[PROBLEM DETAILS]: Starting at the row that contains "Target: wet pavement" and continuing through the last of the rows, reproduce those rows with "balcony door" replaced by "balcony window", leaving everything else unchanged.

* begin STORED ROWS *

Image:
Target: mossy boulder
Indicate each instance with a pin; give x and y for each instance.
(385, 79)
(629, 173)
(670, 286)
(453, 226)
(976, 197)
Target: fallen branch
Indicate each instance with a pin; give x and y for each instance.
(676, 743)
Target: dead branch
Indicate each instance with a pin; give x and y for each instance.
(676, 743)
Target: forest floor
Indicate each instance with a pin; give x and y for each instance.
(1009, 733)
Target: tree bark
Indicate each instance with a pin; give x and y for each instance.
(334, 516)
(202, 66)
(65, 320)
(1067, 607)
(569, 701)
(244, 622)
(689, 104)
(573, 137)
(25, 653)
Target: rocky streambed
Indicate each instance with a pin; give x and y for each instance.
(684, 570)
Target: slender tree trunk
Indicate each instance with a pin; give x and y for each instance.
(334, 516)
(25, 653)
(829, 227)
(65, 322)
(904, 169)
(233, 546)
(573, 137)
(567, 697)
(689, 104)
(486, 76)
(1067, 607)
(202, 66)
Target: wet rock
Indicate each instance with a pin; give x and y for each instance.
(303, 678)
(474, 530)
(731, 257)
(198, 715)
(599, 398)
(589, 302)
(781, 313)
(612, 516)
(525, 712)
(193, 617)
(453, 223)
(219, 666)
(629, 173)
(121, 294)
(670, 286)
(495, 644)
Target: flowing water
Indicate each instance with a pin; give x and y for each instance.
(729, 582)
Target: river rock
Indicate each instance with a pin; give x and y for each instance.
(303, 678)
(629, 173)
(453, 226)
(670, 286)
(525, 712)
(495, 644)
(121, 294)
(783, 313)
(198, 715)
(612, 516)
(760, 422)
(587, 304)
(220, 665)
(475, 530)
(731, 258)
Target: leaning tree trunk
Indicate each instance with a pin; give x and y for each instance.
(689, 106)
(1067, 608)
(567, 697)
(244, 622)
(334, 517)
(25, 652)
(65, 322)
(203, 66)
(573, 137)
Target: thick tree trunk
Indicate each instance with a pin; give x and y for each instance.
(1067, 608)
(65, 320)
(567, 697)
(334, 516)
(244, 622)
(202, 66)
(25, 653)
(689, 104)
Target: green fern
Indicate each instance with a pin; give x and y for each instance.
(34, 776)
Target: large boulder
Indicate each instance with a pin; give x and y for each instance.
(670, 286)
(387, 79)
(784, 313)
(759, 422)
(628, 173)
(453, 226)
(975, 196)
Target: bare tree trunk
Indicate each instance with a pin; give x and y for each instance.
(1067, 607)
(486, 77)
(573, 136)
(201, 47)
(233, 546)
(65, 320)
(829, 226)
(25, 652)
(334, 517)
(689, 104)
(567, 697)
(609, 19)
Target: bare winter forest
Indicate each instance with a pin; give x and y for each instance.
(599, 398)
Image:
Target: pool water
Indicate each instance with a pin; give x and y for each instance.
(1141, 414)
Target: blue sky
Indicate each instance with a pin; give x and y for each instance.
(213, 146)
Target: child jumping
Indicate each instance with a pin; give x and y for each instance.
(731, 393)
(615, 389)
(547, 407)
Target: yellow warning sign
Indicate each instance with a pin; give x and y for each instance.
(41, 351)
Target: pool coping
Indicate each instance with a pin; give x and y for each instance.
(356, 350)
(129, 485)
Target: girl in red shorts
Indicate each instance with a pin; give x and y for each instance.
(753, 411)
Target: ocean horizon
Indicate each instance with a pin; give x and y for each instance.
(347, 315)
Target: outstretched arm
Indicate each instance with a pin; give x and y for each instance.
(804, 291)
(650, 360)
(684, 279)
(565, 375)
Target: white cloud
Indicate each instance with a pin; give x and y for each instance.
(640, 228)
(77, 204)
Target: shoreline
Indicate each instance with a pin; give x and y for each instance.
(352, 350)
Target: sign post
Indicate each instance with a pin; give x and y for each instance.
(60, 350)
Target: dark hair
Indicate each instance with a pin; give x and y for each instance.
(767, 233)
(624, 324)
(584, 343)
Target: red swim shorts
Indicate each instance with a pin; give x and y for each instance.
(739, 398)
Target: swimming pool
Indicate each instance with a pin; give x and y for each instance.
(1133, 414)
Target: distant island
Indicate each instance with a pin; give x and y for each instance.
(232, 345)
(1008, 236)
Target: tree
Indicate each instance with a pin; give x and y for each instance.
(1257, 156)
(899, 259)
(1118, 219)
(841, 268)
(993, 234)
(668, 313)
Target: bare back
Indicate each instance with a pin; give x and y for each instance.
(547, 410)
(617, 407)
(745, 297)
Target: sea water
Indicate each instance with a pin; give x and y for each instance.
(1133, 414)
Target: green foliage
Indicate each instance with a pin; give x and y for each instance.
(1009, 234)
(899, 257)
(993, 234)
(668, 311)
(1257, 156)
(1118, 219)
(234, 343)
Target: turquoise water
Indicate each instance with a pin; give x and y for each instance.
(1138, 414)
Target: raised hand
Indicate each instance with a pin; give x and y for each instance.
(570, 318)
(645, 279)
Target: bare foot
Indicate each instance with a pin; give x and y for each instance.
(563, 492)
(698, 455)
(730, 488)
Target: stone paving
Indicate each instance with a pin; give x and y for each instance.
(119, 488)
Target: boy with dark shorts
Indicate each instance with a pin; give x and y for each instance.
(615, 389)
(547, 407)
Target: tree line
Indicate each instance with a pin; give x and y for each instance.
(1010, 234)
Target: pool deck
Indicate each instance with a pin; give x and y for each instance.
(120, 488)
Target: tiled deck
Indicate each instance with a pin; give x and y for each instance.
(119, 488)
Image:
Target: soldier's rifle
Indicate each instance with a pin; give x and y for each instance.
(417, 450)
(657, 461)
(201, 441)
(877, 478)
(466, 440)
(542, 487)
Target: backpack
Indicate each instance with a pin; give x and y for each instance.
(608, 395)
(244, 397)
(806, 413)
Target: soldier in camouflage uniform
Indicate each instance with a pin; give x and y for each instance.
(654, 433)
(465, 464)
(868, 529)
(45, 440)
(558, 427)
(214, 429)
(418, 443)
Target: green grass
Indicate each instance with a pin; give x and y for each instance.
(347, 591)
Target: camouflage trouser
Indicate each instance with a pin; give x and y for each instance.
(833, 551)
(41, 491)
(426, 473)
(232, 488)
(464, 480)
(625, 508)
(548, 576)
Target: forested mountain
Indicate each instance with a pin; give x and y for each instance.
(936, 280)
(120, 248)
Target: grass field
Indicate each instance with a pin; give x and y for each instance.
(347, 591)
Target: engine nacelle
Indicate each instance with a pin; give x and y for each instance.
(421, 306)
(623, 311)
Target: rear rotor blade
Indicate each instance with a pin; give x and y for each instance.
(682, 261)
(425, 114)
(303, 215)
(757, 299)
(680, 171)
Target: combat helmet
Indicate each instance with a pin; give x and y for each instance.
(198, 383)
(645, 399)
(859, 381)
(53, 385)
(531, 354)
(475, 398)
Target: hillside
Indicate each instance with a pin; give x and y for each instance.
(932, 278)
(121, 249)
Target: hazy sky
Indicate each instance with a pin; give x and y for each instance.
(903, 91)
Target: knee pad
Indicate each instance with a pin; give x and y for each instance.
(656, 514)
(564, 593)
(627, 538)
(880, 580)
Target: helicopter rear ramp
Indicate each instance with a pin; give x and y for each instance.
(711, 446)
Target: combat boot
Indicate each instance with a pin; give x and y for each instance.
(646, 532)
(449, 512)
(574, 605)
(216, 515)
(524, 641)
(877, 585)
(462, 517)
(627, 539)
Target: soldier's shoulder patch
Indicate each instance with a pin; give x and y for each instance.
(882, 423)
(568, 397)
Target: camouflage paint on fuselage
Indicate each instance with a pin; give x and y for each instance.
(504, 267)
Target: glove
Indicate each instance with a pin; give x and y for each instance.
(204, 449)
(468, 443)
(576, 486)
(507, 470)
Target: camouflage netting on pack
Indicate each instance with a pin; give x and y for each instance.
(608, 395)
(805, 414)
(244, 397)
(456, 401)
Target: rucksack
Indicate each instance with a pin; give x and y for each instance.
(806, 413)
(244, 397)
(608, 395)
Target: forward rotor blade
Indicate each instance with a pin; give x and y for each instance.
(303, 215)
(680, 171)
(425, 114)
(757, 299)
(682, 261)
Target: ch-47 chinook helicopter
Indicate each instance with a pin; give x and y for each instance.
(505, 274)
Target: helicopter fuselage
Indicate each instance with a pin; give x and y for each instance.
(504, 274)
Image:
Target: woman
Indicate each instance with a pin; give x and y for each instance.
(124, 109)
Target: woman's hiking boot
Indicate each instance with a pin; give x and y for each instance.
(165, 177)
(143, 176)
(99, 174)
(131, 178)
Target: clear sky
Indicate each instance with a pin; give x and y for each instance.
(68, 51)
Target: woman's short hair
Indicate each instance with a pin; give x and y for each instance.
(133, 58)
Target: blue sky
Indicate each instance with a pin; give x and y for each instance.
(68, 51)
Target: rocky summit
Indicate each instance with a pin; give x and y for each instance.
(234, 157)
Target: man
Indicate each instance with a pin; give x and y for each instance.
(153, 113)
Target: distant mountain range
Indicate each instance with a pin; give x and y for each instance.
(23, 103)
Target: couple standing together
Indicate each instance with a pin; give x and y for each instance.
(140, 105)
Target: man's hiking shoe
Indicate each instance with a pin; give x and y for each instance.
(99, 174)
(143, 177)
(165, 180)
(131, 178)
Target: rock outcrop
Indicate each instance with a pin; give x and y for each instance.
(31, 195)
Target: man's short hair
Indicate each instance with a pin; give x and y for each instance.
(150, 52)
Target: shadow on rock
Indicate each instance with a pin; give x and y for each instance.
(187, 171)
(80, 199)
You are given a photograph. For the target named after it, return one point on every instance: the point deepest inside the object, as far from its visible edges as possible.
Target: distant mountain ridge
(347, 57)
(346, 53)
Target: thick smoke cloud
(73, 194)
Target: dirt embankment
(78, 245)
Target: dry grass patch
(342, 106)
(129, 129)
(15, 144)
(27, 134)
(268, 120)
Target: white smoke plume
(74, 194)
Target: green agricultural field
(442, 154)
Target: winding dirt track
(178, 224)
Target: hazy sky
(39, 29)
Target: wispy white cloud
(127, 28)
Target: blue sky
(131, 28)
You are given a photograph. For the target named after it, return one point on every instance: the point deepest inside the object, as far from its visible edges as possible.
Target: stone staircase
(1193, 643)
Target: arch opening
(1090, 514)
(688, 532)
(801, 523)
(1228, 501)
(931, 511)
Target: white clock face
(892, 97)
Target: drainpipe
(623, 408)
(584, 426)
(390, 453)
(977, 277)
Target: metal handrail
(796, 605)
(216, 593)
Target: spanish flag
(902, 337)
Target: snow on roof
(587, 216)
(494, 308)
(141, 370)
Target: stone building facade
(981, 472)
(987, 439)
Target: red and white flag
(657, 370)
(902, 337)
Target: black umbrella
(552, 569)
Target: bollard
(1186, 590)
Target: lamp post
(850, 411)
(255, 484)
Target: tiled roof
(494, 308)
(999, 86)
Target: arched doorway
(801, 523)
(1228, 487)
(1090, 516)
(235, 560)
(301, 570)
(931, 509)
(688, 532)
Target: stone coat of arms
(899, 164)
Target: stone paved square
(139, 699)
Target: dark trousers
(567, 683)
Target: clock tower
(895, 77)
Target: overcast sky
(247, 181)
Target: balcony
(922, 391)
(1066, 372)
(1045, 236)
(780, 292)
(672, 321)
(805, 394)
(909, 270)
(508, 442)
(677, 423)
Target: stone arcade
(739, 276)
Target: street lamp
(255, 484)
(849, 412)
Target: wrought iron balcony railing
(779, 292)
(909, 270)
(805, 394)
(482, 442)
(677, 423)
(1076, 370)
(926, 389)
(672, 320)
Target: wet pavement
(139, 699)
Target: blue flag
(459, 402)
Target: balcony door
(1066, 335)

* end STORED ROWS *

[THE REPLY]:
Target: wet pavement
(139, 699)
Target: blue flag
(459, 402)
Target: balcony window
(1066, 335)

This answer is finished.